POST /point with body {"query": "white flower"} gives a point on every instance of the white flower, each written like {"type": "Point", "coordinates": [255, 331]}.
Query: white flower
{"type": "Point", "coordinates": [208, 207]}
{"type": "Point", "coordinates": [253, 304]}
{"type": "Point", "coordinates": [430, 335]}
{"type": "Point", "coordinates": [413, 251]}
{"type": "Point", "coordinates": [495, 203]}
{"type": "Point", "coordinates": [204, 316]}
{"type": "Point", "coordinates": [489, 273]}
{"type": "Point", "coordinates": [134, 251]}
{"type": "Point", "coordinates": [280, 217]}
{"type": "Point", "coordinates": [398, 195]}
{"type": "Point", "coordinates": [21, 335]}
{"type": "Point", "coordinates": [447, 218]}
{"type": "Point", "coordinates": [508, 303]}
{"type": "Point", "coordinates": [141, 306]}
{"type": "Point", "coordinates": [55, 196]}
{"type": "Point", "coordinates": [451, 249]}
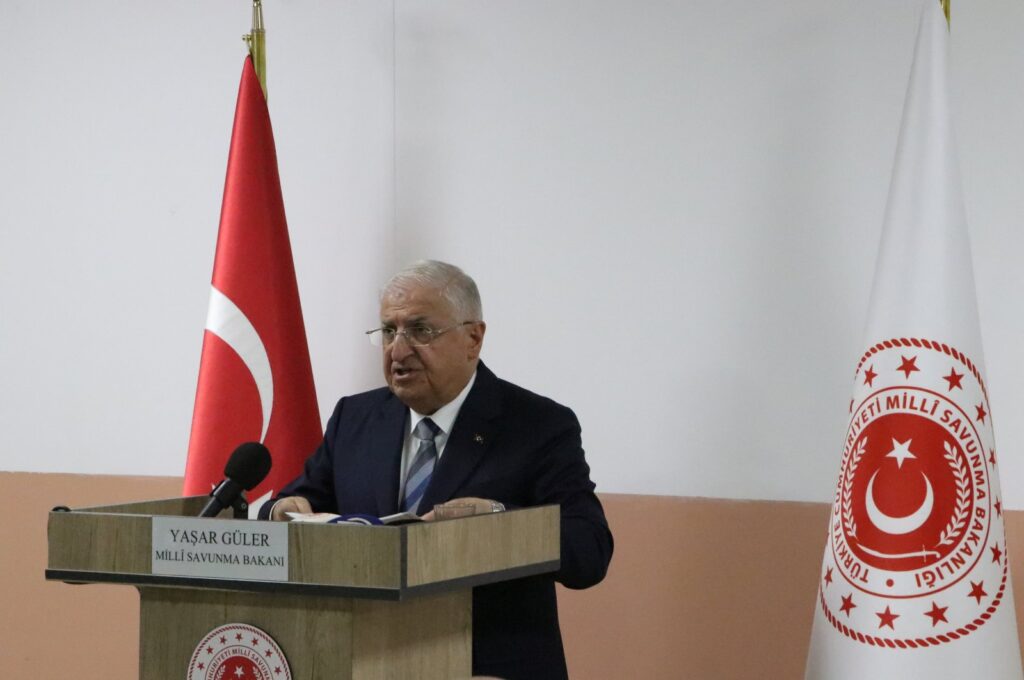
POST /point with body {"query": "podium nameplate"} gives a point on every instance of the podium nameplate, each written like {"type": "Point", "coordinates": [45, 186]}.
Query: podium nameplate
{"type": "Point", "coordinates": [219, 549]}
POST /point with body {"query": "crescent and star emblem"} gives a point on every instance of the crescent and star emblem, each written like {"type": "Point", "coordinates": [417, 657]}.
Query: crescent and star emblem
{"type": "Point", "coordinates": [906, 523]}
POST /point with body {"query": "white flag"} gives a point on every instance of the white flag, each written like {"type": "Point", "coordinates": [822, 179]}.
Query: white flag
{"type": "Point", "coordinates": [914, 581]}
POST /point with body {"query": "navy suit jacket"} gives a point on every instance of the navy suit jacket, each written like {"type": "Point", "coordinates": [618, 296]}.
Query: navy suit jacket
{"type": "Point", "coordinates": [508, 444]}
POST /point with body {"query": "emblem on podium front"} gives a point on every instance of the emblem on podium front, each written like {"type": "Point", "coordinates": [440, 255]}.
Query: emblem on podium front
{"type": "Point", "coordinates": [238, 651]}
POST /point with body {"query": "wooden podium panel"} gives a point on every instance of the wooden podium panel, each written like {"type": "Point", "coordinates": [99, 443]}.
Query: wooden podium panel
{"type": "Point", "coordinates": [323, 637]}
{"type": "Point", "coordinates": [359, 602]}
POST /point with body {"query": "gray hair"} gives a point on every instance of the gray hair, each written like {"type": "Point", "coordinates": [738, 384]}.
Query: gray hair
{"type": "Point", "coordinates": [458, 289]}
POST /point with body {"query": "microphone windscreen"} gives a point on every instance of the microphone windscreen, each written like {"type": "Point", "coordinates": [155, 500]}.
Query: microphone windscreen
{"type": "Point", "coordinates": [248, 465]}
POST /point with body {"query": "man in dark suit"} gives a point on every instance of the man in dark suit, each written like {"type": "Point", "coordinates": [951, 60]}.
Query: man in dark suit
{"type": "Point", "coordinates": [446, 429]}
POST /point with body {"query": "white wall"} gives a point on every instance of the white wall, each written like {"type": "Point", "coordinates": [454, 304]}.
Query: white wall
{"type": "Point", "coordinates": [672, 209]}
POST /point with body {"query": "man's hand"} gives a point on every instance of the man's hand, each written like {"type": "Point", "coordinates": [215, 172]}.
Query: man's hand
{"type": "Point", "coordinates": [290, 504]}
{"type": "Point", "coordinates": [482, 506]}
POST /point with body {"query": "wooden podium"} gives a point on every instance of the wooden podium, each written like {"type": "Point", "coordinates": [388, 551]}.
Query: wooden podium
{"type": "Point", "coordinates": [359, 602]}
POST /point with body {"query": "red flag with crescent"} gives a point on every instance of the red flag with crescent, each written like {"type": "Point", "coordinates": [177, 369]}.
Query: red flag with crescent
{"type": "Point", "coordinates": [255, 380]}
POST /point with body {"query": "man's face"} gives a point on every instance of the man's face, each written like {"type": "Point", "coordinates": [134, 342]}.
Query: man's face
{"type": "Point", "coordinates": [427, 378]}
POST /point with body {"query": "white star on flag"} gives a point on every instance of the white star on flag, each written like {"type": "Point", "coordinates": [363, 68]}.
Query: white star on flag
{"type": "Point", "coordinates": [901, 452]}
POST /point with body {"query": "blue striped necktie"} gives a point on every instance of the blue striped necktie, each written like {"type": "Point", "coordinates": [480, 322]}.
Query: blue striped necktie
{"type": "Point", "coordinates": [423, 465]}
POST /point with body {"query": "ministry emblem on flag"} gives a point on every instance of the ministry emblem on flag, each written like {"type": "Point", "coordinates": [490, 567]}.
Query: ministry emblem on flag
{"type": "Point", "coordinates": [915, 555]}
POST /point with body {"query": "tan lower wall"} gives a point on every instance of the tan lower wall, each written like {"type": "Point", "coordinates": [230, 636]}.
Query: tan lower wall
{"type": "Point", "coordinates": [698, 588]}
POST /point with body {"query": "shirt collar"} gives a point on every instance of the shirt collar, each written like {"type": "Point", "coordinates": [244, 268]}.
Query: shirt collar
{"type": "Point", "coordinates": [443, 417]}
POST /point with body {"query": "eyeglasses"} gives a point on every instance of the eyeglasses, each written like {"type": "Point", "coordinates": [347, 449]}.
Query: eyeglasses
{"type": "Point", "coordinates": [416, 336]}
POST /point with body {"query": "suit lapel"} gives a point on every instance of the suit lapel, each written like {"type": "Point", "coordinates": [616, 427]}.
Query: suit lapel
{"type": "Point", "coordinates": [470, 439]}
{"type": "Point", "coordinates": [386, 439]}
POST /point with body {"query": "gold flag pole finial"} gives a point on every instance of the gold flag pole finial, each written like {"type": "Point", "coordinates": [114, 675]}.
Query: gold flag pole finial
{"type": "Point", "coordinates": [257, 44]}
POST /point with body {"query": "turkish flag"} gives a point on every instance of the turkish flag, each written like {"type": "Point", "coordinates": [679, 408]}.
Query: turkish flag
{"type": "Point", "coordinates": [255, 381]}
{"type": "Point", "coordinates": [915, 579]}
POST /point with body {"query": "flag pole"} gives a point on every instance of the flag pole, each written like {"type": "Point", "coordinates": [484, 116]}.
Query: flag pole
{"type": "Point", "coordinates": [257, 44]}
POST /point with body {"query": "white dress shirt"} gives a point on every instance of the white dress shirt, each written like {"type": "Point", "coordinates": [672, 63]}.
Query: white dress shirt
{"type": "Point", "coordinates": [444, 419]}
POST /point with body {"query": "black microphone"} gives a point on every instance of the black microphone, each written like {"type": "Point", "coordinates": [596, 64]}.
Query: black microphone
{"type": "Point", "coordinates": [247, 467]}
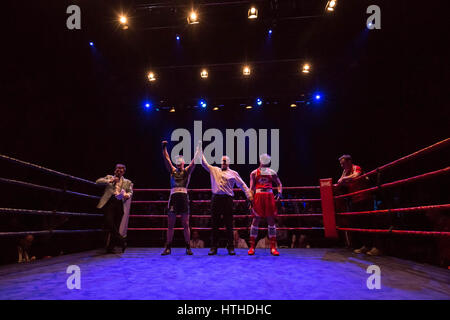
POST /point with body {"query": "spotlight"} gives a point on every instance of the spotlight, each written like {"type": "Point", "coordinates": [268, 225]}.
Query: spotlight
{"type": "Point", "coordinates": [252, 13]}
{"type": "Point", "coordinates": [306, 67]}
{"type": "Point", "coordinates": [331, 5]}
{"type": "Point", "coordinates": [193, 18]}
{"type": "Point", "coordinates": [124, 22]}
{"type": "Point", "coordinates": [151, 76]}
{"type": "Point", "coordinates": [246, 71]}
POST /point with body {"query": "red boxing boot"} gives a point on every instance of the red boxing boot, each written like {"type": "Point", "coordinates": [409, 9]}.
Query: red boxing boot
{"type": "Point", "coordinates": [251, 251]}
{"type": "Point", "coordinates": [273, 247]}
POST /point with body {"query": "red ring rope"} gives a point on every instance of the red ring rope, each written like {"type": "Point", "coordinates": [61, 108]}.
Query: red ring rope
{"type": "Point", "coordinates": [398, 182]}
{"type": "Point", "coordinates": [424, 233]}
{"type": "Point", "coordinates": [400, 210]}
{"type": "Point", "coordinates": [236, 228]}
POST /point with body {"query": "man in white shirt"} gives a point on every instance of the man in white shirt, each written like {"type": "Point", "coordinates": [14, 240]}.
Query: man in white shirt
{"type": "Point", "coordinates": [223, 180]}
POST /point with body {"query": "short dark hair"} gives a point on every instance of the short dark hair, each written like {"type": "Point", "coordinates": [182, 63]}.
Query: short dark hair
{"type": "Point", "coordinates": [345, 157]}
{"type": "Point", "coordinates": [121, 165]}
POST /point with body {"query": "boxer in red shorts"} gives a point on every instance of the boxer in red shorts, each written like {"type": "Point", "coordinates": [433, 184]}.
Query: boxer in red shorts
{"type": "Point", "coordinates": [264, 206]}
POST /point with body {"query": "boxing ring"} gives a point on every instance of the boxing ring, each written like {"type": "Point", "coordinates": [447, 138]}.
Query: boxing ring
{"type": "Point", "coordinates": [329, 272]}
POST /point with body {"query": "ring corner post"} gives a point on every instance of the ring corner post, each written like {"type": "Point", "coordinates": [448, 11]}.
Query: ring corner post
{"type": "Point", "coordinates": [327, 201]}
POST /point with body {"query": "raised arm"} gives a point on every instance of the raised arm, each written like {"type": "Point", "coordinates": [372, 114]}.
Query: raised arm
{"type": "Point", "coordinates": [166, 158]}
{"type": "Point", "coordinates": [105, 180]}
{"type": "Point", "coordinates": [190, 168]}
{"type": "Point", "coordinates": [241, 184]}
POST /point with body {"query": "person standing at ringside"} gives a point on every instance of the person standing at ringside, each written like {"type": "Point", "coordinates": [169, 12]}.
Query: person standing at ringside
{"type": "Point", "coordinates": [349, 183]}
{"type": "Point", "coordinates": [178, 199]}
{"type": "Point", "coordinates": [115, 199]}
{"type": "Point", "coordinates": [261, 183]}
{"type": "Point", "coordinates": [223, 180]}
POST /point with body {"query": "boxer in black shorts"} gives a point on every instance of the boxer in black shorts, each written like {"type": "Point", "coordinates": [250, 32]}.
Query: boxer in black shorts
{"type": "Point", "coordinates": [178, 200]}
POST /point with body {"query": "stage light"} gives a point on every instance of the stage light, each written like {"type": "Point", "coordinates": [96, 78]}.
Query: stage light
{"type": "Point", "coordinates": [193, 18]}
{"type": "Point", "coordinates": [124, 22]}
{"type": "Point", "coordinates": [331, 5]}
{"type": "Point", "coordinates": [151, 76]}
{"type": "Point", "coordinates": [252, 13]}
{"type": "Point", "coordinates": [246, 71]}
{"type": "Point", "coordinates": [306, 67]}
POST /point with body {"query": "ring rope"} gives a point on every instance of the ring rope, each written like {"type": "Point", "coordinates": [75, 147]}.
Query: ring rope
{"type": "Point", "coordinates": [50, 213]}
{"type": "Point", "coordinates": [236, 228]}
{"type": "Point", "coordinates": [235, 189]}
{"type": "Point", "coordinates": [433, 147]}
{"type": "Point", "coordinates": [43, 232]}
{"type": "Point", "coordinates": [398, 182]}
{"type": "Point", "coordinates": [424, 233]}
{"type": "Point", "coordinates": [399, 210]}
{"type": "Point", "coordinates": [39, 187]}
{"type": "Point", "coordinates": [239, 216]}
{"type": "Point", "coordinates": [44, 169]}
{"type": "Point", "coordinates": [207, 201]}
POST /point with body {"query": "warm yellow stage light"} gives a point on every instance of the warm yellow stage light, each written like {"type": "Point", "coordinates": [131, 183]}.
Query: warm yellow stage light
{"type": "Point", "coordinates": [151, 76]}
{"type": "Point", "coordinates": [193, 18]}
{"type": "Point", "coordinates": [252, 13]}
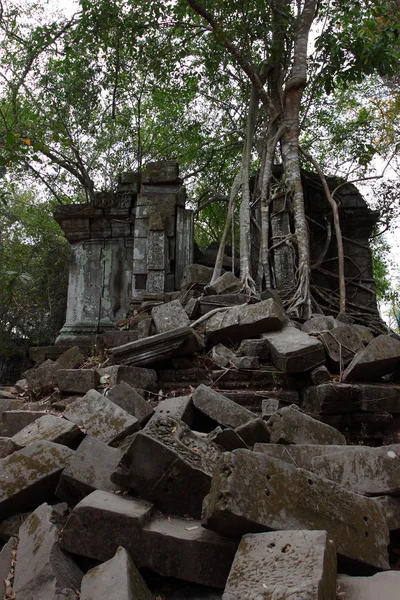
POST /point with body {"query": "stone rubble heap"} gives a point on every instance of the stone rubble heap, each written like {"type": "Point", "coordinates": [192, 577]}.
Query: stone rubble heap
{"type": "Point", "coordinates": [207, 459]}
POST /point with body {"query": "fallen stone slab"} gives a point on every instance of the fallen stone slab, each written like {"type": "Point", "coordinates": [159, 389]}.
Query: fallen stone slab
{"type": "Point", "coordinates": [50, 428]}
{"type": "Point", "coordinates": [138, 378]}
{"type": "Point", "coordinates": [116, 579]}
{"type": "Point", "coordinates": [180, 408]}
{"type": "Point", "coordinates": [15, 420]}
{"type": "Point", "coordinates": [391, 507]}
{"type": "Point", "coordinates": [381, 585]}
{"type": "Point", "coordinates": [285, 564]}
{"type": "Point", "coordinates": [380, 357]}
{"type": "Point", "coordinates": [227, 283]}
{"type": "Point", "coordinates": [294, 351]}
{"type": "Point", "coordinates": [88, 470]}
{"type": "Point", "coordinates": [101, 418]}
{"type": "Point", "coordinates": [365, 470]}
{"type": "Point", "coordinates": [170, 546]}
{"type": "Point", "coordinates": [283, 498]}
{"type": "Point", "coordinates": [169, 316]}
{"type": "Point", "coordinates": [30, 476]}
{"type": "Point", "coordinates": [341, 344]}
{"type": "Point", "coordinates": [219, 408]}
{"type": "Point", "coordinates": [7, 447]}
{"type": "Point", "coordinates": [169, 465]}
{"type": "Point", "coordinates": [159, 347]}
{"type": "Point", "coordinates": [77, 381]}
{"type": "Point", "coordinates": [244, 321]}
{"type": "Point", "coordinates": [253, 432]}
{"type": "Point", "coordinates": [43, 570]}
{"type": "Point", "coordinates": [331, 398]}
{"type": "Point", "coordinates": [290, 426]}
{"type": "Point", "coordinates": [127, 398]}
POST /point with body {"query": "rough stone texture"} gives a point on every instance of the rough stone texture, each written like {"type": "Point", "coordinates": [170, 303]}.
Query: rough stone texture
{"type": "Point", "coordinates": [288, 565]}
{"type": "Point", "coordinates": [227, 438]}
{"type": "Point", "coordinates": [391, 507]}
{"type": "Point", "coordinates": [162, 460]}
{"type": "Point", "coordinates": [180, 408]}
{"type": "Point", "coordinates": [15, 420]}
{"type": "Point", "coordinates": [196, 274]}
{"type": "Point", "coordinates": [355, 523]}
{"type": "Point", "coordinates": [257, 348]}
{"type": "Point", "coordinates": [227, 283]}
{"type": "Point", "coordinates": [246, 362]}
{"type": "Point", "coordinates": [241, 322]}
{"type": "Point", "coordinates": [290, 426]}
{"type": "Point", "coordinates": [30, 476]}
{"type": "Point", "coordinates": [256, 431]}
{"type": "Point", "coordinates": [7, 447]}
{"type": "Point", "coordinates": [381, 356]}
{"type": "Point", "coordinates": [101, 418]}
{"type": "Point", "coordinates": [319, 323]}
{"type": "Point", "coordinates": [43, 570]}
{"type": "Point", "coordinates": [365, 470]}
{"type": "Point", "coordinates": [141, 379]}
{"type": "Point", "coordinates": [77, 381]}
{"type": "Point", "coordinates": [127, 398]}
{"type": "Point", "coordinates": [88, 470]}
{"type": "Point", "coordinates": [116, 579]}
{"type": "Point", "coordinates": [341, 344]}
{"type": "Point", "coordinates": [294, 351]}
{"type": "Point", "coordinates": [219, 408]}
{"type": "Point", "coordinates": [381, 585]}
{"type": "Point", "coordinates": [170, 546]}
{"type": "Point", "coordinates": [50, 428]}
{"type": "Point", "coordinates": [169, 316]}
{"type": "Point", "coordinates": [159, 347]}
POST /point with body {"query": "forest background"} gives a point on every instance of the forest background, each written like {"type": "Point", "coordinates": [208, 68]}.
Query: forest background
{"type": "Point", "coordinates": [228, 88]}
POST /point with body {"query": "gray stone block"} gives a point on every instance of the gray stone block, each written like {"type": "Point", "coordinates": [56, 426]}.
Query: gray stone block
{"type": "Point", "coordinates": [169, 465]}
{"type": "Point", "coordinates": [127, 398]}
{"type": "Point", "coordinates": [43, 570]}
{"type": "Point", "coordinates": [30, 476]}
{"type": "Point", "coordinates": [219, 408]}
{"type": "Point", "coordinates": [290, 426]}
{"type": "Point", "coordinates": [355, 523]}
{"type": "Point", "coordinates": [101, 418]}
{"type": "Point", "coordinates": [116, 579]}
{"type": "Point", "coordinates": [169, 316]}
{"type": "Point", "coordinates": [88, 470]}
{"type": "Point", "coordinates": [287, 565]}
{"type": "Point", "coordinates": [77, 381]}
{"type": "Point", "coordinates": [240, 322]}
{"type": "Point", "coordinates": [294, 351]}
{"type": "Point", "coordinates": [50, 428]}
{"type": "Point", "coordinates": [380, 357]}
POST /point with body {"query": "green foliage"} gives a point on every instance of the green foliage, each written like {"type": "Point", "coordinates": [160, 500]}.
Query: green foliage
{"type": "Point", "coordinates": [34, 259]}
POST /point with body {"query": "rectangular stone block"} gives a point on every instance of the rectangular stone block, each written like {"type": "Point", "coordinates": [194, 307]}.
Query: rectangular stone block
{"type": "Point", "coordinates": [287, 565]}
{"type": "Point", "coordinates": [283, 498]}
{"type": "Point", "coordinates": [101, 418]}
{"type": "Point", "coordinates": [30, 476]}
{"type": "Point", "coordinates": [77, 381]}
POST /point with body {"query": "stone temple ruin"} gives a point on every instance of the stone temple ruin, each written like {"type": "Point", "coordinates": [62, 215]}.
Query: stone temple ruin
{"type": "Point", "coordinates": [203, 455]}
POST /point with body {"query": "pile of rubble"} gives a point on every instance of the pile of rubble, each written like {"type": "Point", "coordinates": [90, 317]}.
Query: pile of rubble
{"type": "Point", "coordinates": [205, 460]}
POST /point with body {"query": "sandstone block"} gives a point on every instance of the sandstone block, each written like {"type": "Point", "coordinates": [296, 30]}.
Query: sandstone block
{"type": "Point", "coordinates": [290, 426]}
{"type": "Point", "coordinates": [43, 570]}
{"type": "Point", "coordinates": [284, 497]}
{"type": "Point", "coordinates": [101, 418]}
{"type": "Point", "coordinates": [219, 408]}
{"type": "Point", "coordinates": [294, 351]}
{"type": "Point", "coordinates": [116, 579]}
{"type": "Point", "coordinates": [284, 565]}
{"type": "Point", "coordinates": [30, 476]}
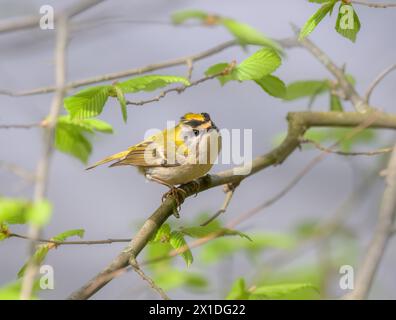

**********

→ **EXERCISE PROMPT**:
Extract the rows above from the line containing "of the sandstone" through the end of the rows, copying each line unchanged and leaving out the pictures.

→ **REPLY**:
POST /point with body {"query": "sandstone block"} gives a point on every instance of the sandstone block, each written like {"type": "Point", "coordinates": [296, 30]}.
Query: sandstone block
{"type": "Point", "coordinates": [290, 426]}
{"type": "Point", "coordinates": [43, 570]}
{"type": "Point", "coordinates": [284, 497]}
{"type": "Point", "coordinates": [101, 418]}
{"type": "Point", "coordinates": [219, 408]}
{"type": "Point", "coordinates": [294, 351]}
{"type": "Point", "coordinates": [116, 579]}
{"type": "Point", "coordinates": [284, 565]}
{"type": "Point", "coordinates": [30, 476]}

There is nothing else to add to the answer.